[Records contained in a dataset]

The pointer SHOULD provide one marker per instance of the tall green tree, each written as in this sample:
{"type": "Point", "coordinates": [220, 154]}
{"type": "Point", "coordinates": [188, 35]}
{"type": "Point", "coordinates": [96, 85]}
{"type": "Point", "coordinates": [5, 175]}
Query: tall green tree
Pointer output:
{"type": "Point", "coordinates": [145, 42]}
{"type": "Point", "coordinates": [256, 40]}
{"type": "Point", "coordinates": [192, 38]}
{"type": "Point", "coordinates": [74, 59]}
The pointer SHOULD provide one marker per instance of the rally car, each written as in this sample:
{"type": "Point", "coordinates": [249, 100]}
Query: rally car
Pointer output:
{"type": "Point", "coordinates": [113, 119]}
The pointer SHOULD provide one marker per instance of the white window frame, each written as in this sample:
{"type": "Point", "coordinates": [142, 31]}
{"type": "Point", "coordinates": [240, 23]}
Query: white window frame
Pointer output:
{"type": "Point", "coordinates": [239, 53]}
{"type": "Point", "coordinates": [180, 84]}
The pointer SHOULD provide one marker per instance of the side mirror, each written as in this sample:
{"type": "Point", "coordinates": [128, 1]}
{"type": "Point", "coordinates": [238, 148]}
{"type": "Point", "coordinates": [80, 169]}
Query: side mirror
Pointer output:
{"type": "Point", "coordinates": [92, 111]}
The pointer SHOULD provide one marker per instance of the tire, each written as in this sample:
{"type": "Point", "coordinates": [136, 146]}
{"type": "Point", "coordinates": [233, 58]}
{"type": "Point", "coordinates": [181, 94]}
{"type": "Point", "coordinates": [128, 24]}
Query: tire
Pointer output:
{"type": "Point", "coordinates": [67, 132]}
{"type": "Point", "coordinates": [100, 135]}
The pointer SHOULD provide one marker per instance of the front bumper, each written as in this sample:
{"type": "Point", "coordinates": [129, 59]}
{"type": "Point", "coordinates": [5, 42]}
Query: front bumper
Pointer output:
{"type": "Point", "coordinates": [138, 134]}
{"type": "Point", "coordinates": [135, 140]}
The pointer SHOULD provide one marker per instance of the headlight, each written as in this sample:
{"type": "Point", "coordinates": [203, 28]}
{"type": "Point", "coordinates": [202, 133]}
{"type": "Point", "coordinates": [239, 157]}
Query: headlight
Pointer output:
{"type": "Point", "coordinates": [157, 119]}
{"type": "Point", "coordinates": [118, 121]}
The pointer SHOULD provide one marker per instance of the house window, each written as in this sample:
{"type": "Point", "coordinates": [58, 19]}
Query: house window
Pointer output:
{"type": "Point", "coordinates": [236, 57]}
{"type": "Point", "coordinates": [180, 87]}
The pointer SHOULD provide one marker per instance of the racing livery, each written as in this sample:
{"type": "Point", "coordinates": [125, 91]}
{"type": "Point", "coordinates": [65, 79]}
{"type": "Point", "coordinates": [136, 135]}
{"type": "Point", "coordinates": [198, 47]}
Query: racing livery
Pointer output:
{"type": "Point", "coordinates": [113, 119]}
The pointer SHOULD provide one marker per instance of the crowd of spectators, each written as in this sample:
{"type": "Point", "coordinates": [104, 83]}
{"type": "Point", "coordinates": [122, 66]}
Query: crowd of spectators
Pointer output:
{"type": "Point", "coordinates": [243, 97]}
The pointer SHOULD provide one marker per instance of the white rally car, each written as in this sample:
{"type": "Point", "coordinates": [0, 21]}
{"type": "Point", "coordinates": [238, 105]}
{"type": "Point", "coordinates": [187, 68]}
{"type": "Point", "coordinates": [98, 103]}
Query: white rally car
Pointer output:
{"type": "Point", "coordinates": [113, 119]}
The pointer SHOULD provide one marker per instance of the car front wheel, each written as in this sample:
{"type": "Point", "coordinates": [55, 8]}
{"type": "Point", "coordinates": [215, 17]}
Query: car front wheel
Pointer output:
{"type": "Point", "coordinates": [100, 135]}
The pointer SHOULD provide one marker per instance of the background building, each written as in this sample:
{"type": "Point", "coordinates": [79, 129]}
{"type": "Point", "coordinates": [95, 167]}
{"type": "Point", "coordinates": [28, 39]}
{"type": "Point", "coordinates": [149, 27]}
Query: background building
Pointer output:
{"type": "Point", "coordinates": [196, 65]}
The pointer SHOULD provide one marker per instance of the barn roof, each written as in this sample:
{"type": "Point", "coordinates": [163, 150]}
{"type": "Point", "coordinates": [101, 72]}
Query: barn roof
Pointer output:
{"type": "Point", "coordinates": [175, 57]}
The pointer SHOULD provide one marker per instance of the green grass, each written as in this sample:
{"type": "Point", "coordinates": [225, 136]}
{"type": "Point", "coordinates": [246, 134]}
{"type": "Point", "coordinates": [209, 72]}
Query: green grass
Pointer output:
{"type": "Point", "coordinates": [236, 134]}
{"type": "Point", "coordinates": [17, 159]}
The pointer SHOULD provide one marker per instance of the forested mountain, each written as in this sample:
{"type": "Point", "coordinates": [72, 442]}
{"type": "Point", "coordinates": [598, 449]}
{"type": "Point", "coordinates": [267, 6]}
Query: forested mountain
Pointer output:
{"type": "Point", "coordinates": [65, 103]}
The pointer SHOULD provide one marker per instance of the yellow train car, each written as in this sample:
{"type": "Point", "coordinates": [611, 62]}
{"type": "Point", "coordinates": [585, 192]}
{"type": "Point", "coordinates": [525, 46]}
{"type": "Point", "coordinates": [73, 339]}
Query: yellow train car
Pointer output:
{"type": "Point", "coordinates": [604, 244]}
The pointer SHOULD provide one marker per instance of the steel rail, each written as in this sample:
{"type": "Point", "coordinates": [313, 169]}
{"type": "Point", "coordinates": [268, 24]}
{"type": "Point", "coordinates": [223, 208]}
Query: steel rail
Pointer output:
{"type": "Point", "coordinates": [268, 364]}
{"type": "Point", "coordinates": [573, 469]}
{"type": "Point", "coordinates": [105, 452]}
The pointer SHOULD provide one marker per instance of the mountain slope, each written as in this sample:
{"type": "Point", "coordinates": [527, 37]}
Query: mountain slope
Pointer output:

WHAT THIS TASK INVOLVES: Go through the records above and set each one down exactly, please.

EXPECTED ANSWER:
The pointer SHOULD provide one marker per instance of the tall green tree, each written as in this sample:
{"type": "Point", "coordinates": [220, 154]}
{"type": "Point", "coordinates": [188, 35]}
{"type": "Point", "coordinates": [96, 85]}
{"type": "Point", "coordinates": [5, 175]}
Query: tall green tree
Pointer output:
{"type": "Point", "coordinates": [145, 42]}
{"type": "Point", "coordinates": [256, 40]}
{"type": "Point", "coordinates": [192, 38]}
{"type": "Point", "coordinates": [74, 59]}
The pointer SHOULD provide one marker per instance of the rally car, each written as in this sample:
{"type": "Point", "coordinates": [249, 100]}
Query: rally car
Pointer output:
{"type": "Point", "coordinates": [113, 119]}
The pointer SHOULD provide one marker per instance of the white window frame, each written as in this sample:
{"type": "Point", "coordinates": [142, 31]}
{"type": "Point", "coordinates": [240, 23]}
Query: white window frame
Pointer output:
{"type": "Point", "coordinates": [239, 53]}
{"type": "Point", "coordinates": [180, 84]}
The pointer SHOULD provide one marker per instance of the side mirror, each written as in this sample:
{"type": "Point", "coordinates": [128, 1]}
{"type": "Point", "coordinates": [238, 148]}
{"type": "Point", "coordinates": [80, 169]}
Query: side mirror
Pointer output:
{"type": "Point", "coordinates": [92, 111]}
The pointer SHOULD provide one marker per instance of the tire, each written as in this sample:
{"type": "Point", "coordinates": [136, 146]}
{"type": "Point", "coordinates": [233, 58]}
{"type": "Point", "coordinates": [181, 94]}
{"type": "Point", "coordinates": [128, 24]}
Query: tire
Pointer output:
{"type": "Point", "coordinates": [67, 132]}
{"type": "Point", "coordinates": [100, 135]}
The pointer SHOULD provide one marker per instance of the front bumper, each written as in this sample:
{"type": "Point", "coordinates": [129, 59]}
{"type": "Point", "coordinates": [5, 42]}
Query: front bumper
Pointer output:
{"type": "Point", "coordinates": [138, 134]}
{"type": "Point", "coordinates": [135, 140]}
The pointer SHOULD provide one marker per instance of the headlight, each written as in this sample:
{"type": "Point", "coordinates": [203, 28]}
{"type": "Point", "coordinates": [202, 133]}
{"type": "Point", "coordinates": [239, 157]}
Query: headlight
Pointer output:
{"type": "Point", "coordinates": [157, 119]}
{"type": "Point", "coordinates": [118, 121]}
The pointer SHOULD provide one marker per instance of the house window, each written as in this sample:
{"type": "Point", "coordinates": [58, 19]}
Query: house window
Pointer output:
{"type": "Point", "coordinates": [236, 57]}
{"type": "Point", "coordinates": [180, 87]}
The pointer SHOULD provide one marker per instance of the racing livery, each written as in this sample:
{"type": "Point", "coordinates": [125, 91]}
{"type": "Point", "coordinates": [65, 79]}
{"type": "Point", "coordinates": [136, 135]}
{"type": "Point", "coordinates": [198, 47]}
Query: racing livery
Pointer output:
{"type": "Point", "coordinates": [113, 119]}
The pointer SHOULD provide one marker per instance of the crowd of spectators, each written as in this sample:
{"type": "Point", "coordinates": [104, 83]}
{"type": "Point", "coordinates": [122, 66]}
Query: crowd of spectators
Pointer output:
{"type": "Point", "coordinates": [243, 97]}
The pointer SHOULD provide one marker per instance of the white rally car, each written as in this sample:
{"type": "Point", "coordinates": [0, 21]}
{"type": "Point", "coordinates": [238, 105]}
{"type": "Point", "coordinates": [187, 68]}
{"type": "Point", "coordinates": [98, 103]}
Query: white rally car
Pointer output:
{"type": "Point", "coordinates": [113, 119]}
The pointer SHOULD provide one marker per instance of the car front wheel, each written as in this sample:
{"type": "Point", "coordinates": [55, 8]}
{"type": "Point", "coordinates": [215, 17]}
Query: car front wheel
Pointer output:
{"type": "Point", "coordinates": [100, 135]}
The pointer SHOULD provide one marker per instance of the background building, each written as in this sample:
{"type": "Point", "coordinates": [79, 129]}
{"type": "Point", "coordinates": [95, 167]}
{"type": "Point", "coordinates": [28, 39]}
{"type": "Point", "coordinates": [149, 27]}
Query: background building
Pointer output:
{"type": "Point", "coordinates": [196, 65]}
The pointer SHOULD provide one marker per instance of the barn roof, each written as in this sample:
{"type": "Point", "coordinates": [163, 150]}
{"type": "Point", "coordinates": [101, 72]}
Query: barn roof
Pointer output:
{"type": "Point", "coordinates": [175, 57]}
The pointer SHOULD provide one marker per instance of the green grass, each written as in this sample:
{"type": "Point", "coordinates": [225, 136]}
{"type": "Point", "coordinates": [246, 134]}
{"type": "Point", "coordinates": [209, 72]}
Query: green grass
Pointer output:
{"type": "Point", "coordinates": [236, 134]}
{"type": "Point", "coordinates": [17, 159]}
The pointer SHOULD provide one marker per instance of the forested mountain, each written as in this sample:
{"type": "Point", "coordinates": [72, 442]}
{"type": "Point", "coordinates": [598, 449]}
{"type": "Point", "coordinates": [267, 6]}
Query: forested mountain
Pointer output:
{"type": "Point", "coordinates": [65, 103]}
The pointer SHOULD provide one marker per instance of the yellow train car, each written as in this sample:
{"type": "Point", "coordinates": [611, 62]}
{"type": "Point", "coordinates": [585, 192]}
{"type": "Point", "coordinates": [525, 46]}
{"type": "Point", "coordinates": [73, 339]}
Query: yellow train car
Pointer output:
{"type": "Point", "coordinates": [604, 244]}
The pointer SHOULD provide one marker per instance of the steel rail, each written as in this sample:
{"type": "Point", "coordinates": [313, 169]}
{"type": "Point", "coordinates": [268, 24]}
{"type": "Point", "coordinates": [223, 208]}
Query: steel rail
Pointer output:
{"type": "Point", "coordinates": [268, 364]}
{"type": "Point", "coordinates": [573, 469]}
{"type": "Point", "coordinates": [105, 452]}
The pointer SHOULD provide one marker per instance of the mountain slope, each written as in this sample:
{"type": "Point", "coordinates": [527, 37]}
Query: mountain slope
Pointer output:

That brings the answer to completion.